_Aim of the task_:
Copy out everything in the material from the line containing "Locate all occurrences of white painted wall." down to the line containing "[555,719,798,781]", switching "concrete terrace" to "paved terrace" and leaving all else unchanged.

_Information provided_:
--- --- ---

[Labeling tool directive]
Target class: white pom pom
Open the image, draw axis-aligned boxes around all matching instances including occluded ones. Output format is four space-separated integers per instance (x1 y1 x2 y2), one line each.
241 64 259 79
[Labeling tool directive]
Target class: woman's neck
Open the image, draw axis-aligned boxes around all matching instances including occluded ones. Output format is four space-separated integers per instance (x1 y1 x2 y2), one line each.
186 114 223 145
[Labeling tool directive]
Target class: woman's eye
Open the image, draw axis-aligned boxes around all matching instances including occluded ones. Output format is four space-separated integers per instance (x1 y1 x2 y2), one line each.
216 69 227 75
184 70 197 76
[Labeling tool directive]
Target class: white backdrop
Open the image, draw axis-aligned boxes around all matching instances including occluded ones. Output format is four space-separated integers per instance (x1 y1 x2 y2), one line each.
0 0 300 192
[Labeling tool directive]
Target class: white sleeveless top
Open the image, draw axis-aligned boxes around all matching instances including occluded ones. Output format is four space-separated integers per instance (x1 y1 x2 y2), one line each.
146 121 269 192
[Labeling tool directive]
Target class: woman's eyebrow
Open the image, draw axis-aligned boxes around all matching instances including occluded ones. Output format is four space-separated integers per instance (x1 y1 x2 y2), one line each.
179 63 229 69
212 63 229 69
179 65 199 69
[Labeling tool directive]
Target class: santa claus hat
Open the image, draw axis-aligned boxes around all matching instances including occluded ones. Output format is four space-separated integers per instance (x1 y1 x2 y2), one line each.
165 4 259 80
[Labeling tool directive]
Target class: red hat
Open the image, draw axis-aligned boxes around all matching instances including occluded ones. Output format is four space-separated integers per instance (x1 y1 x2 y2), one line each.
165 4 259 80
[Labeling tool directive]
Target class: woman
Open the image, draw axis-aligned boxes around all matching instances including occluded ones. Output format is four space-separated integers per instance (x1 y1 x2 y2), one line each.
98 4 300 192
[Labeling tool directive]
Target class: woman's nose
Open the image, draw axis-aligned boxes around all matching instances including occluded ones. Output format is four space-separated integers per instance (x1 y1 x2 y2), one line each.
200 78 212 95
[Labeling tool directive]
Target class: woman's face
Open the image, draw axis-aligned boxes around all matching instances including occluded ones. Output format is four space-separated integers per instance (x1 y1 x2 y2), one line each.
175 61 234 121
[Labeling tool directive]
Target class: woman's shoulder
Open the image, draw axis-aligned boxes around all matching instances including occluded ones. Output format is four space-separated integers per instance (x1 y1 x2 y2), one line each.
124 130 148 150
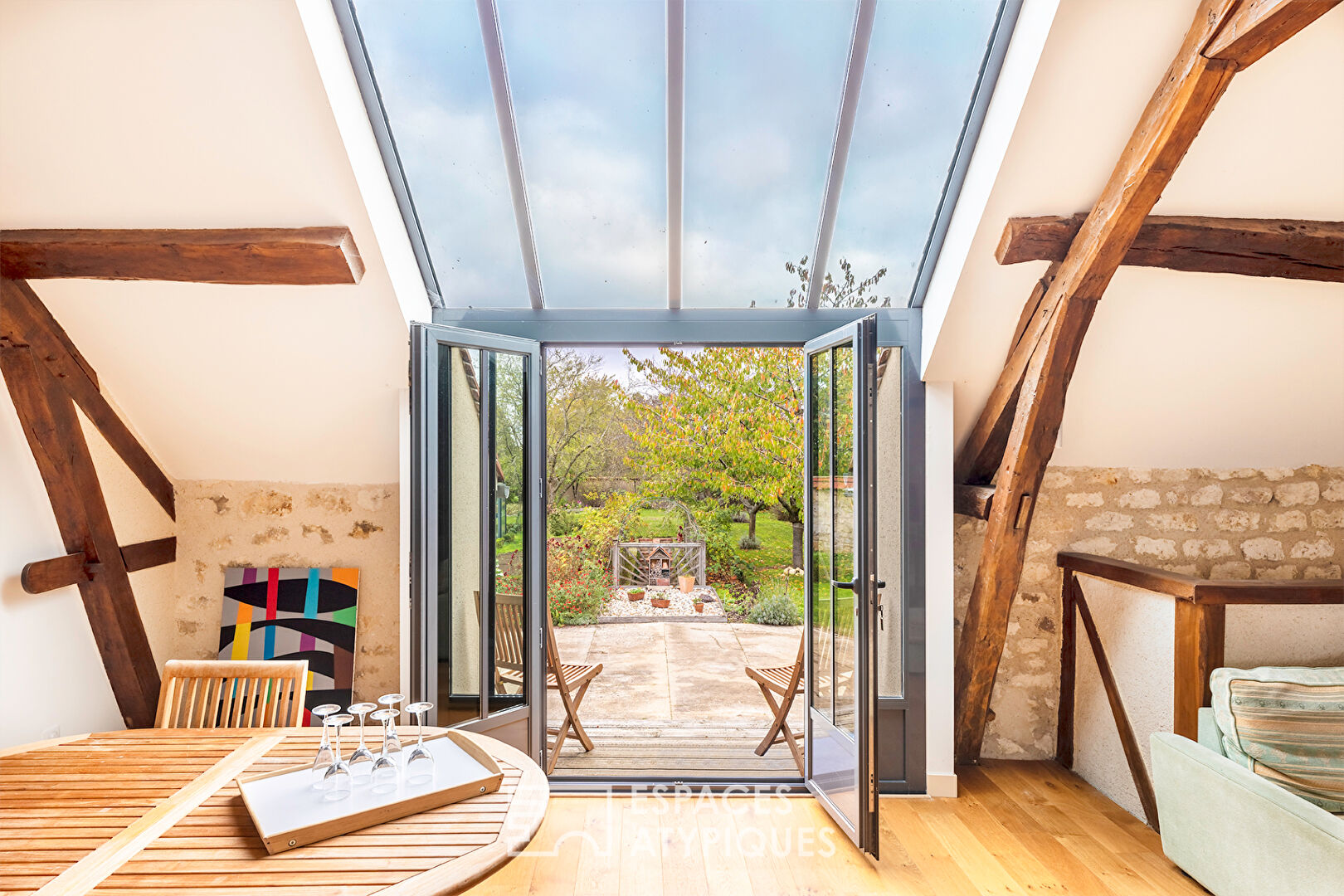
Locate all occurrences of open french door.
[411,324,546,759]
[804,317,884,857]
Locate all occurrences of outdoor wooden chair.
[154,660,308,728]
[475,591,602,774]
[746,638,806,775]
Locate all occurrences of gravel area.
[601,586,723,616]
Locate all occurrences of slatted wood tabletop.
[0,728,548,896]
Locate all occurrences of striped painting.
[219,567,359,725]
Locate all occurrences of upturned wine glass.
[312,703,340,790]
[373,707,402,794]
[323,712,355,799]
[406,703,434,785]
[347,703,377,778]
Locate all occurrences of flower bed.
[601,586,723,616]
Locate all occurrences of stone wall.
[954,466,1344,759]
[164,481,401,699]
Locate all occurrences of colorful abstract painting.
[219,567,359,725]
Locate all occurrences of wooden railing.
[1055,551,1344,830]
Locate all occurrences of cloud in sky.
[356,0,997,308]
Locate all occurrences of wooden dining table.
[0,728,548,896]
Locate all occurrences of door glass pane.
[486,352,528,712]
[830,345,858,738]
[808,352,833,718]
[876,348,904,697]
[436,344,481,724]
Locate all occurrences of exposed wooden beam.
[954,262,1059,485]
[952,485,995,520]
[0,227,364,286]
[0,343,158,728]
[1205,0,1340,69]
[995,215,1344,284]
[954,0,1236,762]
[0,280,176,519]
[954,0,1329,762]
[19,536,178,594]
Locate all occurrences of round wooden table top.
[0,728,550,896]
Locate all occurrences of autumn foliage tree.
[626,347,804,566]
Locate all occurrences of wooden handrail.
[1055,551,1344,830]
[1055,551,1344,605]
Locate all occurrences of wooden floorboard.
[555,718,798,781]
[466,751,1205,896]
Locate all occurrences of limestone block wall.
[169,481,399,699]
[954,466,1344,759]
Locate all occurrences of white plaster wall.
[925,0,1344,467]
[1069,577,1176,818]
[1223,606,1344,669]
[0,388,176,747]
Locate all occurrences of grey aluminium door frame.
[430,308,926,794]
[410,324,546,760]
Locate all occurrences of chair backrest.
[472,591,564,688]
[154,660,308,728]
[472,591,527,675]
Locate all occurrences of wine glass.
[345,703,377,778]
[323,712,355,799]
[406,703,434,785]
[312,703,340,790]
[373,707,402,794]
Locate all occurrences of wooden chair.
[746,638,806,775]
[154,660,308,728]
[475,591,602,775]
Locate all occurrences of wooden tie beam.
[995,215,1344,284]
[956,0,1339,762]
[0,227,364,728]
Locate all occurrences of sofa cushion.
[1210,666,1344,813]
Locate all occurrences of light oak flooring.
[468,762,1205,896]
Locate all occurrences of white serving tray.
[238,731,504,855]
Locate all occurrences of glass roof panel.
[683,0,855,308]
[826,0,999,306]
[356,0,529,308]
[499,0,668,308]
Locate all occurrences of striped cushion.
[1210,666,1344,813]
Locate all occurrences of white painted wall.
[925,0,1344,467]
[0,0,429,744]
[0,387,175,748]
[925,382,957,796]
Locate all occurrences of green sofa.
[1151,707,1344,896]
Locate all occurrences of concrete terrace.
[547,622,802,778]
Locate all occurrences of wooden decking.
[468,762,1205,896]
[555,719,798,781]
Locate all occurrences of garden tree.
[779,256,891,308]
[626,347,802,566]
[546,348,631,501]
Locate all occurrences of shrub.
[546,506,583,536]
[546,536,610,626]
[747,590,802,626]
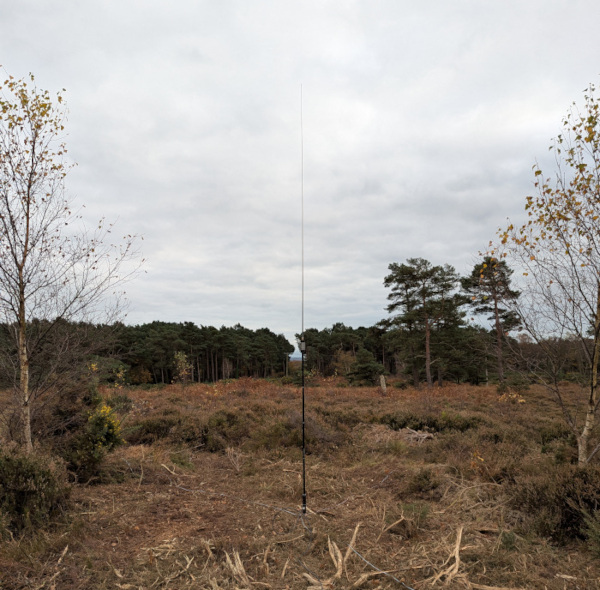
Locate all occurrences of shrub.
[379,412,481,432]
[512,465,600,543]
[0,448,69,532]
[65,404,123,479]
[125,415,180,445]
[205,410,250,452]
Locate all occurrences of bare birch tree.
[0,75,135,451]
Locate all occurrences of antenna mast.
[299,84,306,514]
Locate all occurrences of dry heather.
[0,380,600,590]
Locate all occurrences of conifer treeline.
[114,321,294,384]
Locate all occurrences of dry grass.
[0,380,600,590]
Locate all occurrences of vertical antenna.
[300,84,306,514]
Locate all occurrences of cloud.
[0,0,600,352]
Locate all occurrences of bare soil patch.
[0,380,600,590]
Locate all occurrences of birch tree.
[499,85,600,464]
[0,75,135,451]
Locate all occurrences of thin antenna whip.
[300,84,306,514]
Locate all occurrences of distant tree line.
[113,321,294,384]
[305,257,519,387]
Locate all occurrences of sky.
[0,0,600,350]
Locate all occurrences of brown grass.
[0,379,600,590]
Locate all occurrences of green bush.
[64,404,123,479]
[0,448,69,533]
[379,412,481,432]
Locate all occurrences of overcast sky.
[0,0,600,350]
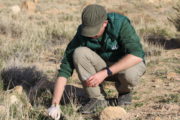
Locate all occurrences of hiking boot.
[117,92,132,105]
[78,98,107,114]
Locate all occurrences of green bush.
[169,2,180,32]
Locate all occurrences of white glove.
[47,105,61,120]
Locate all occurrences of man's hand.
[47,105,61,120]
[85,70,108,87]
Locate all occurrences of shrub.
[169,2,180,31]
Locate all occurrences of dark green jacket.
[58,13,144,78]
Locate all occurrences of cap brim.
[81,24,102,37]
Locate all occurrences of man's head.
[81,4,108,38]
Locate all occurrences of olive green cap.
[81,4,107,37]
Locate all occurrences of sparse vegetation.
[0,0,180,120]
[169,2,180,31]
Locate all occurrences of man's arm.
[109,54,142,74]
[86,54,142,87]
[52,77,67,105]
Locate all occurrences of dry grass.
[0,0,180,120]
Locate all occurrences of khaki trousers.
[73,47,146,100]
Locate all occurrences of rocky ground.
[0,0,180,120]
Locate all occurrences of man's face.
[91,20,108,39]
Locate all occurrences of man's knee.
[73,47,90,63]
[125,71,140,87]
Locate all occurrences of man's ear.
[103,20,108,27]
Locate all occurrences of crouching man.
[48,4,146,118]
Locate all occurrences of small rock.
[100,107,128,120]
[0,105,6,116]
[154,117,161,120]
[9,95,19,104]
[167,72,177,80]
[33,0,39,3]
[10,5,21,14]
[21,1,36,12]
[152,85,160,88]
[13,85,23,95]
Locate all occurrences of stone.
[21,1,36,12]
[33,0,39,3]
[0,105,6,116]
[100,107,128,120]
[167,72,177,80]
[9,95,19,104]
[154,117,161,120]
[10,5,21,14]
[13,85,23,95]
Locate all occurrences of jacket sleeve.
[119,17,144,59]
[58,28,80,78]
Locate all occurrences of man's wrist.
[105,67,113,76]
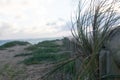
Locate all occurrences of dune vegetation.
[0,41,30,49]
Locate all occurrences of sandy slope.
[0,45,48,80]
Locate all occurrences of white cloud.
[0,0,74,39]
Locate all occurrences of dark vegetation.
[0,41,30,50]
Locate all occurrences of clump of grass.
[25,45,38,51]
[14,53,32,57]
[37,40,60,47]
[0,64,26,80]
[23,53,69,65]
[0,41,30,49]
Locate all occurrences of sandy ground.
[0,45,48,80]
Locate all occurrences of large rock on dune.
[99,26,120,80]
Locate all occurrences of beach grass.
[0,41,30,50]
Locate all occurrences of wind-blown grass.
[0,41,30,49]
[21,41,70,65]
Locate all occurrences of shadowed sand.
[0,45,48,80]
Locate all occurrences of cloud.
[0,0,75,39]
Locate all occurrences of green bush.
[23,53,69,65]
[0,41,30,49]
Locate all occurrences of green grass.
[23,53,69,65]
[14,53,32,57]
[0,41,30,50]
[37,40,60,47]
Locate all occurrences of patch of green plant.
[0,64,26,80]
[33,47,61,54]
[0,41,30,49]
[25,45,38,51]
[14,53,32,57]
[23,53,70,65]
[63,61,76,74]
[37,41,60,47]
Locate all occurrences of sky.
[0,0,77,40]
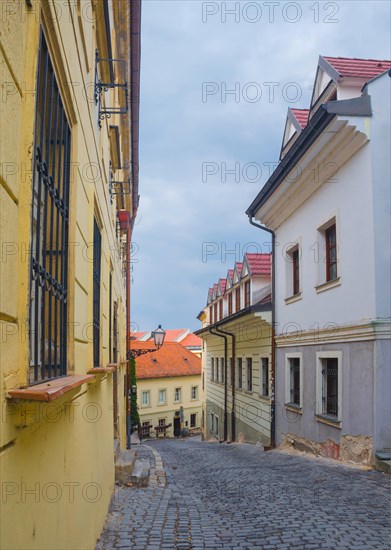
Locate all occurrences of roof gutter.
[248,215,276,449]
[209,328,228,441]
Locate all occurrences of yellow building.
[0,0,140,550]
[196,254,273,447]
[135,342,201,437]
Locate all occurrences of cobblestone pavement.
[96,438,391,550]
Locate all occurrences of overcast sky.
[132,0,390,330]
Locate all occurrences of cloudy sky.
[132,0,390,330]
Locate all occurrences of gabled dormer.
[280,107,308,160]
[232,262,243,286]
[310,55,391,118]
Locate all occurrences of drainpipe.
[209,328,228,441]
[248,214,276,449]
[216,327,236,443]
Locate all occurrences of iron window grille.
[247,357,253,391]
[261,357,269,397]
[238,357,243,388]
[29,30,71,384]
[109,163,130,204]
[94,50,129,129]
[289,357,300,405]
[322,358,338,417]
[92,219,102,367]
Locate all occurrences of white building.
[247,56,391,463]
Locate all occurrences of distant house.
[196,254,272,447]
[247,56,391,463]
[136,342,201,436]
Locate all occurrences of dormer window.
[235,286,241,311]
[244,281,250,307]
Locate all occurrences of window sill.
[315,414,342,429]
[87,363,118,374]
[7,374,95,402]
[315,277,341,294]
[285,403,303,414]
[285,292,303,305]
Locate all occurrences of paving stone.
[96,438,391,550]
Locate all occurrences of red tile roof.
[220,279,227,294]
[245,254,272,276]
[322,56,391,80]
[181,333,202,348]
[136,342,201,380]
[291,109,310,129]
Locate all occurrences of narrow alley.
[96,437,390,550]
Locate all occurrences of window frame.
[259,356,270,398]
[316,350,343,423]
[285,353,303,409]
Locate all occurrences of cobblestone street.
[96,438,391,550]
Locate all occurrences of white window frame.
[284,239,303,301]
[315,350,343,422]
[141,390,151,407]
[285,352,304,409]
[174,387,182,403]
[259,355,270,398]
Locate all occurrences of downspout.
[216,327,236,443]
[248,218,276,449]
[209,328,228,441]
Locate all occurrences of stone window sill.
[315,414,342,429]
[7,374,95,402]
[285,403,303,414]
[285,292,303,305]
[315,277,341,294]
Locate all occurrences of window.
[316,352,342,421]
[260,357,269,397]
[244,281,250,307]
[159,390,166,405]
[325,223,338,281]
[92,219,102,367]
[28,31,71,384]
[285,244,301,298]
[246,357,253,391]
[292,248,300,296]
[285,354,302,407]
[238,357,243,388]
[235,286,241,311]
[141,391,149,407]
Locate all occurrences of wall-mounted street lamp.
[126,325,166,449]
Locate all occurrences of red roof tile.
[136,342,201,380]
[291,109,310,129]
[322,56,391,80]
[220,279,227,294]
[181,333,202,348]
[245,254,272,276]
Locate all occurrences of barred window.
[29,30,71,384]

--- --- ---

_Solution to this task_:
Locate all occurrences of white painted wall.
[925,0,1344,467]
[0,0,429,744]
[0,387,175,748]
[925,382,957,796]
Locate all occurrences of green sofa.
[1151,707,1344,896]
Locate all occurrences of paved terrace.
[547,622,802,778]
Locate all occurrences of wooden decking.
[468,762,1205,896]
[555,719,798,781]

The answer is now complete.